* [Task to carry out]
Convert every line of the material into a Markdown table with two columns, Row and Line, omitting any blank lines.

* [Information provided]
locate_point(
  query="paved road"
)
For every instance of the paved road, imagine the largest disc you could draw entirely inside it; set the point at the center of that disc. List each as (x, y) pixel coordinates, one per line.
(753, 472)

* [Finished task]
| Row | Line |
|---|---|
| 1 | locate_point( |
| 2 |   query="paved road" |
| 3 | ) |
| 4 | For every instance of the paved road, imagine the largest disc you could draw entirely inside it; set the point at the center of that disc. List each as (x, y) pixel coordinates, one per line. |
| 5 | (753, 472) |